* **Directions**: Continue the essay on bookstores and the publishing industry, picking up right after its final sentence.

* **Passage shown**:
==*==
When I was a kid, the local bookstore was nestled in a strip center between a grocery store and a florist. The entire store was the size of the average family room. It was a great place to shop … if you wanted one of the top 25 selling fiction or non-fiction books, or the kind of classic literature that was assigned in school, or Cliff Notes for those same books. If you were interested in Science Fiction, there was a shelf that had some Asimov and Bradbury. If you wanted some humor, you could buy one of the Garfield and Peanuts books that sat on the humor shelf. If you wanted a book by Thomas Berger, or a Kurt Vonnegut novel that wasn’t Slaughterhouse-Five, well, there was always the library.
For readers, that local bookstore could be a frustrating experience. For aspiring writers, it killed dreams. The ranks of published authors seemed so small in that bookstore. The odds against ever making it to its shelf seemed insurmountable.
Barnes and Noble changed all of this. They had all of Kurt Vonnegut’s books, and some of Thomas Berger’s too. Readers had a whole new world of choices. There wasn’t just a Mystery shelf; there was a mystery section. For writers, the dream seemed a little more real. Maybe, just maybe, there’s room on one of these shelves for me.
Since Barnes and Noble was great for both authors and readers, you’d think that people would be happy. A lot of people were not happy. They bemoaned the potential demise of the neighbor bookstore. They fretted about the concentration of power in really large companies. (Some of the people fretting worked in publishing for really large companies.) But despite all of this fretting, things had never been better for authors and readers.
Barnes and Noble may have had row after row of shelves, but Amazon introduced something even bolder … the infinite bookshelf. For readers, it offered a chance to buy any book there was. For authors, if meant that if you wrote a book, there would be room for it. Endless choice; endless opportunity. Fantastic for readers and writers alike. Completely and utterly terrifying to the entrenched players in the publishing industry.
I have no interest in vilifying the publishing industry, but more importantly, I don’t think it’s fair to. The publishing industry is wonderful, filled with wonderful people who are wonderfully talented and do wonderful work. Over the last many decades, these people have discovered and promoted some incredible literature. I am amazed and awed by all this industry has done. And I expect to be amazed and awed by all that it will continue to do. Do some people have horror stories about the industry? Sure. But compare it Hollywood, or politics, or your average law firm or hospital. Publishing ain’t bad. It’s filled with people a lot like the people you and I know.
==*==
* **Input data**:
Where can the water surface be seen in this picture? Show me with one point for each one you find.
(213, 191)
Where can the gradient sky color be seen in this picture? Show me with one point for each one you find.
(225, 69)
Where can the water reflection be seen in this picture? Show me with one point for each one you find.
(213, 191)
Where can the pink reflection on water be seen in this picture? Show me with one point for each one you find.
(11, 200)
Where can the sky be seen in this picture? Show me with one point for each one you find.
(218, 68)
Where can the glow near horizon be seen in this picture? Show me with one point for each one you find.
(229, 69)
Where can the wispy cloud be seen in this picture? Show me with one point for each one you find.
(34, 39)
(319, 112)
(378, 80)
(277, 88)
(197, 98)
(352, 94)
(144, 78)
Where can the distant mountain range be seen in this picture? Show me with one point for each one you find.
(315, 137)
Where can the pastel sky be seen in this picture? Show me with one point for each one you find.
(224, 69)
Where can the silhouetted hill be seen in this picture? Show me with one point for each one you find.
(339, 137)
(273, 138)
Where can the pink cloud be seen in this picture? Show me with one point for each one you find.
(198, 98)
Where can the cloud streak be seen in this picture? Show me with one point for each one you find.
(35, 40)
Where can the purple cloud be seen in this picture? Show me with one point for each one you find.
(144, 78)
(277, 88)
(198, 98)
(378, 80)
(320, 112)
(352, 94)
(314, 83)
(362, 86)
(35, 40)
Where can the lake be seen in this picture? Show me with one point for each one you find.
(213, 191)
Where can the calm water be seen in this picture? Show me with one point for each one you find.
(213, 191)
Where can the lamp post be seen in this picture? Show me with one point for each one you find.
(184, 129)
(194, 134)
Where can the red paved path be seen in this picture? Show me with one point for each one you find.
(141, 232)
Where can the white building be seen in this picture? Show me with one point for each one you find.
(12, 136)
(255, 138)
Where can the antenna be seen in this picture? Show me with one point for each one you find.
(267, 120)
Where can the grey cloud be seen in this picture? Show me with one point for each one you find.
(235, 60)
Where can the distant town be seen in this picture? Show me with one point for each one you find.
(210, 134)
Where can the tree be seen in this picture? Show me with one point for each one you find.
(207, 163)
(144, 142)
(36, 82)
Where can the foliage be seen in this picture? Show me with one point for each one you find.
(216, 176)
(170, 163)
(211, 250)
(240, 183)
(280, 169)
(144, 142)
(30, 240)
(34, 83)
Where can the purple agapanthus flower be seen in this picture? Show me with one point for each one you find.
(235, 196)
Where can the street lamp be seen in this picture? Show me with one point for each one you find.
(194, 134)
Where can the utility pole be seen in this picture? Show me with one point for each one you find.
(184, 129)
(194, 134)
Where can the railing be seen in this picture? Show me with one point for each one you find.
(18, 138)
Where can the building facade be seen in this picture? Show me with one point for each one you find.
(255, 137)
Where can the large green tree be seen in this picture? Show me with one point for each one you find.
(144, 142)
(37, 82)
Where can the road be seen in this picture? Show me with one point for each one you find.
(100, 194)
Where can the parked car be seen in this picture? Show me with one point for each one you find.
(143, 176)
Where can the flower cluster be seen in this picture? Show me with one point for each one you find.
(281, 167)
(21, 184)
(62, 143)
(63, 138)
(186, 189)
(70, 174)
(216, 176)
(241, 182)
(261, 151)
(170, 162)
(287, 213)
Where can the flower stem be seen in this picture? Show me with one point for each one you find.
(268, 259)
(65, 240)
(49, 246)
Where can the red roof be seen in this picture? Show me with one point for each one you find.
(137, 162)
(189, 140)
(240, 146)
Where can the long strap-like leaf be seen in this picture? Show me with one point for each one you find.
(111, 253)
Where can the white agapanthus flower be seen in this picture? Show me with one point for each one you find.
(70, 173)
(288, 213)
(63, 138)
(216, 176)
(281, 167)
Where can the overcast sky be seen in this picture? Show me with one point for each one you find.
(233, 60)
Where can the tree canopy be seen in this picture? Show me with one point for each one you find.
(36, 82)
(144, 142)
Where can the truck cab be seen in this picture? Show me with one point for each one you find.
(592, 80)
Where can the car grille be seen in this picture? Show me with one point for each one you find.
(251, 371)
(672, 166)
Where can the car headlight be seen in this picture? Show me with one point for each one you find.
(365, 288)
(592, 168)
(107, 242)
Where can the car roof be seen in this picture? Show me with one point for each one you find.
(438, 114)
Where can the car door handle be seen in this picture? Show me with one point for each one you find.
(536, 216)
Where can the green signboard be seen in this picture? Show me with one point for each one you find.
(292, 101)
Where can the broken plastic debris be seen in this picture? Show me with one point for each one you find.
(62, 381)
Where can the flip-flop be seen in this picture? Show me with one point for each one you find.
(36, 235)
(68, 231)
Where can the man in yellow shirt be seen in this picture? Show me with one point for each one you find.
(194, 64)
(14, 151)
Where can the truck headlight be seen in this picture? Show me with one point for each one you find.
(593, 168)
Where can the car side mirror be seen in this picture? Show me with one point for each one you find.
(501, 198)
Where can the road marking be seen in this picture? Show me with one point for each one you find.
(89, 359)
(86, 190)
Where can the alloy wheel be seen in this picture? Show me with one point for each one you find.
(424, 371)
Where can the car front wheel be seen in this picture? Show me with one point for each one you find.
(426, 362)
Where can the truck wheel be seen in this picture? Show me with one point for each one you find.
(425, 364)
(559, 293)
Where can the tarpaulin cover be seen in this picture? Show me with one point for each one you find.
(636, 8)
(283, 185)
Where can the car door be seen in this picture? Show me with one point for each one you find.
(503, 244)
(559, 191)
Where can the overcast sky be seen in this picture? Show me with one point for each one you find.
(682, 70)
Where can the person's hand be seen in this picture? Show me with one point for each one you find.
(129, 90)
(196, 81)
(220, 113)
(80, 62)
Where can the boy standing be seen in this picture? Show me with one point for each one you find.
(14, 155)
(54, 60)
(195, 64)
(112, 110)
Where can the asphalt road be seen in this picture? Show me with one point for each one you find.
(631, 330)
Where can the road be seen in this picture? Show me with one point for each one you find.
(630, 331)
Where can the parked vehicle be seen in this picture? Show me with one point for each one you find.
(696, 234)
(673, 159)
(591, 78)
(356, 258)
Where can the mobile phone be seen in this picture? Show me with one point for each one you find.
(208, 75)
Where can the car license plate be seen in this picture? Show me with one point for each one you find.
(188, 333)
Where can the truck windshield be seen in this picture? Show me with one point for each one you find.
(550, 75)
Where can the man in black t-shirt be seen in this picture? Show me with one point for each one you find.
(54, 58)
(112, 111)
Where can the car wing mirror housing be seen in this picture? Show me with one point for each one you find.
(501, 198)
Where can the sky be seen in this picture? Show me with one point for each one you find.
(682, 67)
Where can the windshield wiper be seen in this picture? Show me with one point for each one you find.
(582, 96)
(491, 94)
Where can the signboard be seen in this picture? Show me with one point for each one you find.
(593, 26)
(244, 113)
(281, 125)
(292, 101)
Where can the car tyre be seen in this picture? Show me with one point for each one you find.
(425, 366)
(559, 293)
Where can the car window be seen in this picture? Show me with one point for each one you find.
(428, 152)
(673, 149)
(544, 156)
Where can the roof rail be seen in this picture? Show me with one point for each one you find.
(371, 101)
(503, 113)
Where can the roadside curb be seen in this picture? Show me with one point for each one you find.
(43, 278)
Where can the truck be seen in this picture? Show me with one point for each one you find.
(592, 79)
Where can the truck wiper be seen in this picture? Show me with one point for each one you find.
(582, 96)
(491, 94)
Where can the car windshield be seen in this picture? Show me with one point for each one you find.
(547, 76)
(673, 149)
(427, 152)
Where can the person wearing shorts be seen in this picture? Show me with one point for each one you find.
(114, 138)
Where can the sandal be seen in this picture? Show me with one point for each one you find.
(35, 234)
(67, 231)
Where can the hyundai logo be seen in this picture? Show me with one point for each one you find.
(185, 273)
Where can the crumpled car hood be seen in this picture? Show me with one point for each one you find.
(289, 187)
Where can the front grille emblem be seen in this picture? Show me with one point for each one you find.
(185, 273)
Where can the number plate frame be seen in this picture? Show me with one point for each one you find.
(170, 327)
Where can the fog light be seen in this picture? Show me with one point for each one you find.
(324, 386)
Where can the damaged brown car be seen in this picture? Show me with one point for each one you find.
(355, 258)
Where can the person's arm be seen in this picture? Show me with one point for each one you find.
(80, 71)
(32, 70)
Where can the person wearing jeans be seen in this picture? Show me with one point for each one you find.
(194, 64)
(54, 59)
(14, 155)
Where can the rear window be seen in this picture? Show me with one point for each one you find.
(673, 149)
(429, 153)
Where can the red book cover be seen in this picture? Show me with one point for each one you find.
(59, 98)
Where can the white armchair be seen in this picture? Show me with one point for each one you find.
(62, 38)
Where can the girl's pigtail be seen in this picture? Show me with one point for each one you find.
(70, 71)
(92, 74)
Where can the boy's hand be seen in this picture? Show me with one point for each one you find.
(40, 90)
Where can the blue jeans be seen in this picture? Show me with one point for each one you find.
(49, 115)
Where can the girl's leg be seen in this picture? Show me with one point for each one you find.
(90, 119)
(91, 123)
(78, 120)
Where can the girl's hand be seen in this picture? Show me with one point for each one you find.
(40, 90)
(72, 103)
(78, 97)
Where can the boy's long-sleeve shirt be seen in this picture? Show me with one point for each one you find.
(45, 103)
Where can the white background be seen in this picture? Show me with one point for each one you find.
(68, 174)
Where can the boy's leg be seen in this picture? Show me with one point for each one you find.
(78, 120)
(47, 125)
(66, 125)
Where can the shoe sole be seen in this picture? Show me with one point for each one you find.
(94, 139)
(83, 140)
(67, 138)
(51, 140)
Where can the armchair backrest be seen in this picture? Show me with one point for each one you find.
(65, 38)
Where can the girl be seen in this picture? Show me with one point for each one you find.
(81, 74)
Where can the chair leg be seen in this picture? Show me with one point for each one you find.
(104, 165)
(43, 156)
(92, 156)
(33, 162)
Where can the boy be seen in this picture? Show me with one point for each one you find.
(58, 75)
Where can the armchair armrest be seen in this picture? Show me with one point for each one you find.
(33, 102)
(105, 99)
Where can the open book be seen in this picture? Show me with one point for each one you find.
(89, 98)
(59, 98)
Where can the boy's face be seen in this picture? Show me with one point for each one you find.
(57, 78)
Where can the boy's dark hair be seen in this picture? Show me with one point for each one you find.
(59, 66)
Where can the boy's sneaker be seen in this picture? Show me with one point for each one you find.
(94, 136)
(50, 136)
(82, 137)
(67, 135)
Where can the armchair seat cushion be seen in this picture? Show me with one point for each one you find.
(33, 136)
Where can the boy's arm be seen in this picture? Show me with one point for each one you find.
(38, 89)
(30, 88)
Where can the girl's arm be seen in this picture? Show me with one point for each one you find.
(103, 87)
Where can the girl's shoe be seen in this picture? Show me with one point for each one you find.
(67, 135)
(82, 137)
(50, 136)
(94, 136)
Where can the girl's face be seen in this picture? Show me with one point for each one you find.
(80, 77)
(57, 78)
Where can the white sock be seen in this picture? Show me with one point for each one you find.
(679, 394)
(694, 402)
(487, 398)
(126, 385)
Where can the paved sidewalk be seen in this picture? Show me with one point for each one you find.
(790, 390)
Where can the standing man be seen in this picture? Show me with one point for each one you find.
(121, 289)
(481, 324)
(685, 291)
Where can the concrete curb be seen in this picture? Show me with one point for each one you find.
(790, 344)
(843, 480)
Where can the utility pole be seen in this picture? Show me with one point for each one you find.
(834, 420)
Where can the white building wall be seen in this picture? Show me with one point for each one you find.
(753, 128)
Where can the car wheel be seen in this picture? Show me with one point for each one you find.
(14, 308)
==*==
* **Answer section**:
Almost everyone is afraid of their world changing. Happiness research shows that people overestimate their current circumstance, and underestimate the possible good that can come from change. For along time, we’ve cut down trees, turned them into paper, stamped them with ink, bound them with a cover, and shipped them to stores. None of this is particularly easy to do, but the big publishing companies became very, very good at this. Of course it’s terrifying to these companies that this skill may not matter the way it once did. But chopping down trees isn’t the core competency of the publishing industry. Identifying, fostering, and promoting good written work is the core competency of the publishing industry. Those are skills that technology cannot replace. The problem, however, is that those skills that have a low barrier to entry. And that means competition.
Jeff Bezos famously said: “There are two kinds of companies: those that try to charge more and those that work to charge less. We will be the second.” If the big six publishers engaged in collusion in order to raise prices, it doesn’t offend me in the slightest. I don’t think it really offends Jeff Bezos either, because he’s pretty sure the second kind of company is going to win. To win, however, Amazon still needs good products to sell. I’m guessing that’s why Amazon made its push into publishing. Had publishers decided to be the second kind of company, it wouldn’t have been necessary.
When Amazon created the infinite bookshelf, it made room for every author who wanted to sell a book. And by becoming a publisher, Amazon gave authors a new potential publishing market. These things have made this very instant the best time to be an author in the history of the printed word. And yet the head of the authors’ guild, one of my favorite authors, the guy who is maybe the reason I wanted to write thrillers in the first place … can’t see any of this.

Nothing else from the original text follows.